Provided text:
*** Block opens ***

So.  If we can’t get right this time, we shouldn’t give up.  I cling to this optimism in the face of what I see as growing ignorance of the pending fiscal catastrophe.

Friday, August 24, 2012

Apocalypse Not

 
Here is a wonderful column to help the few remaining sensible people combat the legions of climate and environmental extremists.  We have far too few people like George Will, Freeman Dyson and the now deceased Michael Crichton to help us keep our common sense in the face of the-science-is-settled progressive agenda.
 
Sunday, Aug. 19, 2012
Apocalypse Not
By George F. Will - Washington Post
 
Will marks the 2012 United Nation’s Rio+20 conference — 50,000 participants from 188 nations — which otherwise passed without notice.  It was this crowd that led to the 1992 Kyoto treaty, about which we can proudly say, America never signed it.  Nothing was accomplished at the conference this year and public opinion is shifting back toward healthy skepticism.
 
In this column Will mentions that given previous alarmists, we should have starved to death by now due to population growth and capitalism should have collapsed long since due to our exhaustion of natural resources.  But the expert’s “irrefutable science" was wrong.  The point is that we must remember that environmentalism is a political movement with an agenda and that there is no such thing as “settled science” – “irrefutable science” is an oxymoron.

*** Block closes ***

Extracted entries:
*** Block opens ***

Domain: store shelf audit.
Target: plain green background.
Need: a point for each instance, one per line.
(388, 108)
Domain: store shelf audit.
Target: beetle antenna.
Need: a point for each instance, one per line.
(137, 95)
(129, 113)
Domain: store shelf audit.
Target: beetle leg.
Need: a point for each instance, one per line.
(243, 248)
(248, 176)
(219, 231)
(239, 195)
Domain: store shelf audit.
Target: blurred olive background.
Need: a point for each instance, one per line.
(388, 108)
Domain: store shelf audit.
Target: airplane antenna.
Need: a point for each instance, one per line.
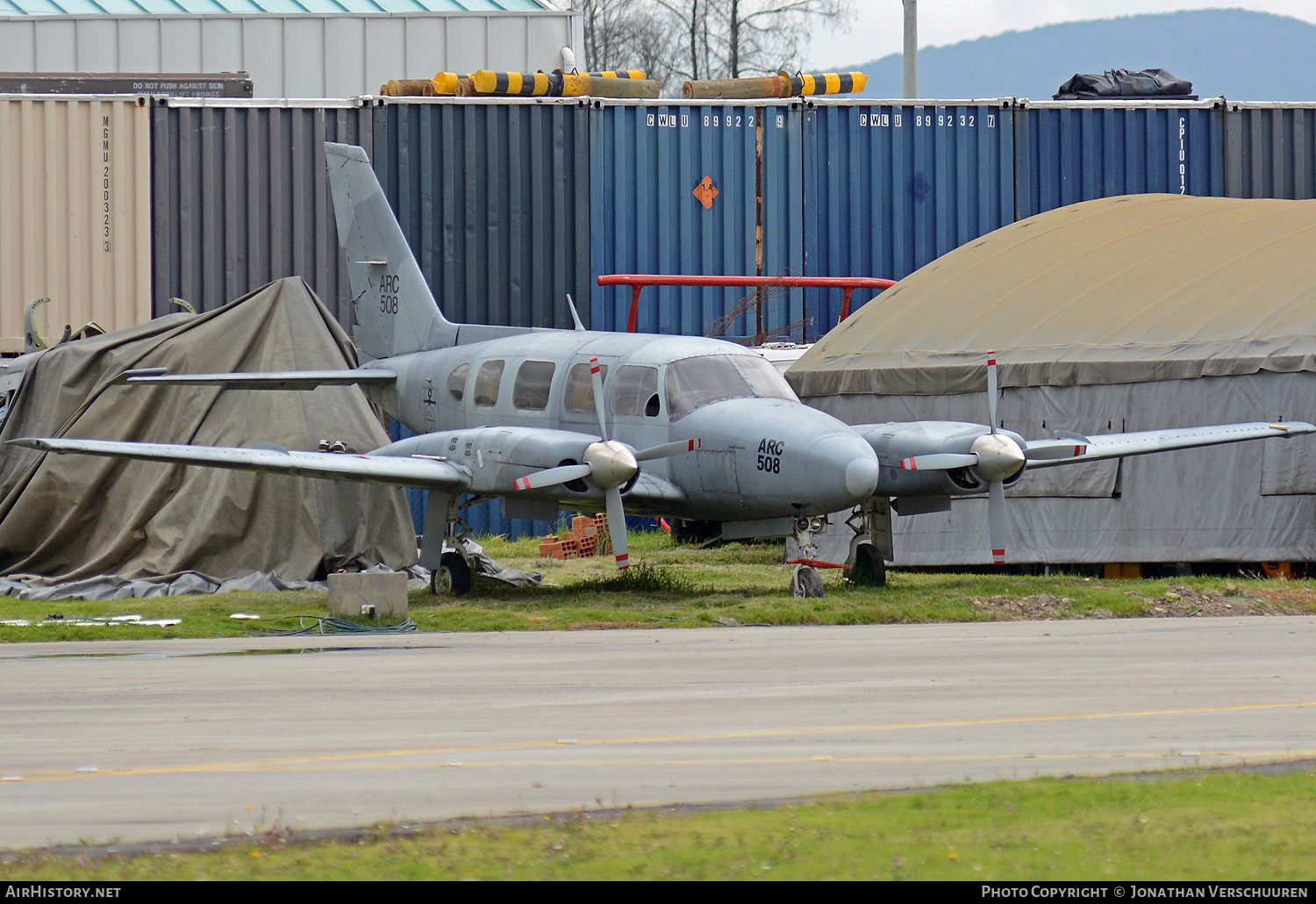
(574, 315)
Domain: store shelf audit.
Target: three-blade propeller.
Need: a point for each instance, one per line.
(610, 466)
(995, 456)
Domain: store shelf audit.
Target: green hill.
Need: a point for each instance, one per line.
(1232, 53)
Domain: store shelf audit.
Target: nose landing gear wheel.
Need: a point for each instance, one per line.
(805, 582)
(452, 578)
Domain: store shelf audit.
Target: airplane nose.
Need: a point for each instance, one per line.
(841, 470)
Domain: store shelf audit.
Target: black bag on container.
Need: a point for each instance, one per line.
(1126, 83)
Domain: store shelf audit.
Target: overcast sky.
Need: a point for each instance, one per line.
(876, 28)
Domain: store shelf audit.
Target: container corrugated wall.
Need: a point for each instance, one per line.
(1070, 152)
(241, 197)
(494, 197)
(697, 190)
(74, 213)
(891, 186)
(1270, 150)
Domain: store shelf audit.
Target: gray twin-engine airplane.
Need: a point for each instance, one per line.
(690, 428)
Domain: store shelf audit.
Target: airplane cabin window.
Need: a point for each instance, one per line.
(695, 382)
(486, 384)
(579, 392)
(634, 391)
(763, 378)
(457, 381)
(531, 391)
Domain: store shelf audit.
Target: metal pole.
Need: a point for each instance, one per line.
(911, 49)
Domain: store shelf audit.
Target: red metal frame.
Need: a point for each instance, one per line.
(639, 281)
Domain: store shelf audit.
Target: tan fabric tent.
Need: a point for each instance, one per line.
(70, 516)
(1123, 313)
(1119, 290)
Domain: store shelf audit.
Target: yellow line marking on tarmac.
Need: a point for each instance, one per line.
(307, 764)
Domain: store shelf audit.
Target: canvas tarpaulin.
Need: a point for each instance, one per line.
(1118, 290)
(74, 516)
(1110, 316)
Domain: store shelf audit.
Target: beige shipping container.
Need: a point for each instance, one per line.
(75, 207)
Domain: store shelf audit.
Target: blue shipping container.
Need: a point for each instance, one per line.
(494, 197)
(697, 190)
(891, 186)
(1070, 152)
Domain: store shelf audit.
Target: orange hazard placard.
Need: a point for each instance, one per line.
(705, 192)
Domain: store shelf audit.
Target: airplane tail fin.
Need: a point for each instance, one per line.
(397, 313)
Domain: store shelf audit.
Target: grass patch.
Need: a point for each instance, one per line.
(1202, 827)
(682, 585)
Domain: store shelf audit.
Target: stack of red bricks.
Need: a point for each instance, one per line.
(581, 541)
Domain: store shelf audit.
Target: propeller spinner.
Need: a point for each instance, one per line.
(610, 466)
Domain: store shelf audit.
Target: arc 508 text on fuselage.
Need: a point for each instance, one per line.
(691, 428)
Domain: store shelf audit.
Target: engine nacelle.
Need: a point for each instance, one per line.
(899, 441)
(497, 456)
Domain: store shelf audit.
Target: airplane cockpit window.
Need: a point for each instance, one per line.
(634, 391)
(695, 382)
(457, 381)
(531, 391)
(763, 378)
(579, 392)
(486, 384)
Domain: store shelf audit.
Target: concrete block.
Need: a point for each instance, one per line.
(382, 595)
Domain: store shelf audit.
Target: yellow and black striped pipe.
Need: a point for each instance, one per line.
(616, 74)
(445, 83)
(826, 83)
(600, 86)
(518, 84)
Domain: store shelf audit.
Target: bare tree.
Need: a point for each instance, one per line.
(629, 34)
(712, 39)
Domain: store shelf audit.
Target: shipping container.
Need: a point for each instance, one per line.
(1270, 150)
(891, 186)
(697, 190)
(1069, 152)
(494, 197)
(75, 213)
(241, 197)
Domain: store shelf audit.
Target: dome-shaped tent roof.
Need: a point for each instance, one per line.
(1118, 290)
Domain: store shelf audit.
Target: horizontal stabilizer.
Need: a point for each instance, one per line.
(292, 379)
(1118, 445)
(394, 470)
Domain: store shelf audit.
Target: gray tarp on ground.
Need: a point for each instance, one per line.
(1126, 313)
(75, 516)
(1119, 290)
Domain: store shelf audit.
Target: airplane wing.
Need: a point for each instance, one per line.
(395, 470)
(292, 379)
(1066, 450)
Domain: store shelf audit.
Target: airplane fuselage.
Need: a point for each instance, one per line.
(762, 454)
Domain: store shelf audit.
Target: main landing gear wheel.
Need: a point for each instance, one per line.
(869, 567)
(805, 582)
(453, 577)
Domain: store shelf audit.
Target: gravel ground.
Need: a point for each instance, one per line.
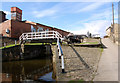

*** Block closes ***

Work instructions:
(1) Name the people the blog post about George Will's column lists as helping keep common sense against climate and environmental extremists.
(2) According to the blog post about George Will's column, how many nations took part in the 2012 Rio+20 conference?
(3) Proceed with the blog post about George Will's column, starting right after its final sentence.
The records have no connection to the blog post about George Will's column.

Task responses:
(1) George Will, Freeman Dyson and Michael Crichton.

(2) 188 nations.

(3)
 
Don’t miss this bit sarcasm in the column:  environmentalism, indoctrinates children to “reduce, reuse and recycle.”  Good old Yankee thrift is an important value but recycling is “a feel-good gesture that provides little environmental benefit at a significant cost.”  We spend countless hours sorting, storing and collecting used paper, which, when combined with government subsidies, yields slightly lower-quality paper in order to secure a resource” — forests — “that was never threatened in the first place.”
 
What should alarm us quickest is any “great idea” that needs federal government subsidies.  Why do we continue to let the progressives get away with this stuff?
 
And in case you missed it, it was also Will who reminded us of these facts a few years back:
 
"The debate is over," or so Time magazine declared on the cover page of its April 3, 2006 issue.  “Be worried, be VERY worried,” they said.  “Earth at the Tipping Point:  Global Warming Heats Up” was the inside headline and the article assured us that “the climate is crashing, and global warming is to blame”.
 
If that’s not alarmist, we’re gonna need a new dictionary.
 
 
At the time, eighty-five percent of Americans believed it and 62 percent said it threatens them personally.
 
But, in the 70’s we were told to be worried, very worried, about global cooling.
 
·         Science magazine (Dec. 10, 1976) warned of "extensive Northern Hemisphere glaciation."
 
·         Science Digest (February 1973) reported that "the world's climatologists are agreed" that we must "prepare for the next ice age."
 
·         The Christian Science Monitor ("Warning: Earth's Climate is Changing Faster Than Even Experts Expect," Aug. 27, 1974) reported that glaciers "have begun to advance," "growing seasons in England and Scandinavia are getting shorter" and "the North Atlantic is cooling down about as fast as an ocean can cool."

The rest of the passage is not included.